Please return each line of the items below that contains the string "hair". Case counts.

** Begin GIVEN ENTRIES **

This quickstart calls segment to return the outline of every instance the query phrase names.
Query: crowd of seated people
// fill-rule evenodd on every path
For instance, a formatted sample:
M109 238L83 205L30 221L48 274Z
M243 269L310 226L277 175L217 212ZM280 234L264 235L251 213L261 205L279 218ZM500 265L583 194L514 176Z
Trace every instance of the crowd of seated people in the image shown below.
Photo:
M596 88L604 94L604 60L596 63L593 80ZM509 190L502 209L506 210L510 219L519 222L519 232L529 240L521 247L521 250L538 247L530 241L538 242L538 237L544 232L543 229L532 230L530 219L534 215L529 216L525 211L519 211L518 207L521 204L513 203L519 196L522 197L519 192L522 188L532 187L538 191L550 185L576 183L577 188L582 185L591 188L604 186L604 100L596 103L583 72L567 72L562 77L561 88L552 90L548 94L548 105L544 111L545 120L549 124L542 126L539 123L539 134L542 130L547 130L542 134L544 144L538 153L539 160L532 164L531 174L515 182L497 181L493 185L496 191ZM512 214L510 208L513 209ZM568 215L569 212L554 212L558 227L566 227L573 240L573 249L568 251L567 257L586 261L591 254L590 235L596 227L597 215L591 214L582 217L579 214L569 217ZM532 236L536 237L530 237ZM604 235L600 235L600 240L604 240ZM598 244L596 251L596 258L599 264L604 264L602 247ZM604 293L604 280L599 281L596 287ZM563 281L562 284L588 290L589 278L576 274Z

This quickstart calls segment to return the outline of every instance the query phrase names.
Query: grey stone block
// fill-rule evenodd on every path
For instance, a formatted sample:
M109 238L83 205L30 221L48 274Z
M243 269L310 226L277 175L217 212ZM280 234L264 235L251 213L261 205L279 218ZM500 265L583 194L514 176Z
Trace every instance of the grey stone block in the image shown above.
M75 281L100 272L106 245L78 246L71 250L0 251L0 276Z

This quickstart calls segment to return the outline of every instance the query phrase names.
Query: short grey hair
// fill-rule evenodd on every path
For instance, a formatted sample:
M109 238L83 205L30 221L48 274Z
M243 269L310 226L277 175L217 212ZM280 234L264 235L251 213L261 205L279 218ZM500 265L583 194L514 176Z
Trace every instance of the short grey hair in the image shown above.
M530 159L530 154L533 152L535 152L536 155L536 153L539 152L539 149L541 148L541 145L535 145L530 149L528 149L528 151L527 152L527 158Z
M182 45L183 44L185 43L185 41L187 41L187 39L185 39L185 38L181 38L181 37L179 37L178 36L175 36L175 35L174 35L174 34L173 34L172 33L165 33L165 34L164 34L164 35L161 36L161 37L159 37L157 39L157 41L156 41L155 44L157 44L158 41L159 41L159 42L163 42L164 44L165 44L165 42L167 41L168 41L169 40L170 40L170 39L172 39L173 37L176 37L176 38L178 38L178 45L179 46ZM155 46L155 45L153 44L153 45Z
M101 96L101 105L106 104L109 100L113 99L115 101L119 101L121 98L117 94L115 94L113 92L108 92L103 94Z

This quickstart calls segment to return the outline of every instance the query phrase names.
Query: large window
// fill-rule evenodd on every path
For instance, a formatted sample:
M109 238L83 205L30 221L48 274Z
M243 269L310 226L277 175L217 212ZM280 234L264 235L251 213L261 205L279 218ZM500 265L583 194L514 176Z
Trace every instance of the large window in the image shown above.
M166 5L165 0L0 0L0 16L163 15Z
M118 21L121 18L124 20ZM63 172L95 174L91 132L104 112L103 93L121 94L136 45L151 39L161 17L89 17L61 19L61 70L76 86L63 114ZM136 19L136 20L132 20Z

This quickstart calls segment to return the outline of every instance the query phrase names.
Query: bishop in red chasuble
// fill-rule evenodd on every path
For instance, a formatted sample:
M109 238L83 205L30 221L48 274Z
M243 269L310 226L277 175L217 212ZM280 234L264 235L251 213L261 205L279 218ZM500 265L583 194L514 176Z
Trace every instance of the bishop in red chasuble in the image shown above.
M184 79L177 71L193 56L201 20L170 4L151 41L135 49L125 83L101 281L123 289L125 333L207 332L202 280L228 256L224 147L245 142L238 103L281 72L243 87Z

** End GIVEN ENTRIES **

■ WORKED SOLUTION:
Query: short grey hair
Trace every instance of the short grey hair in the image shown above.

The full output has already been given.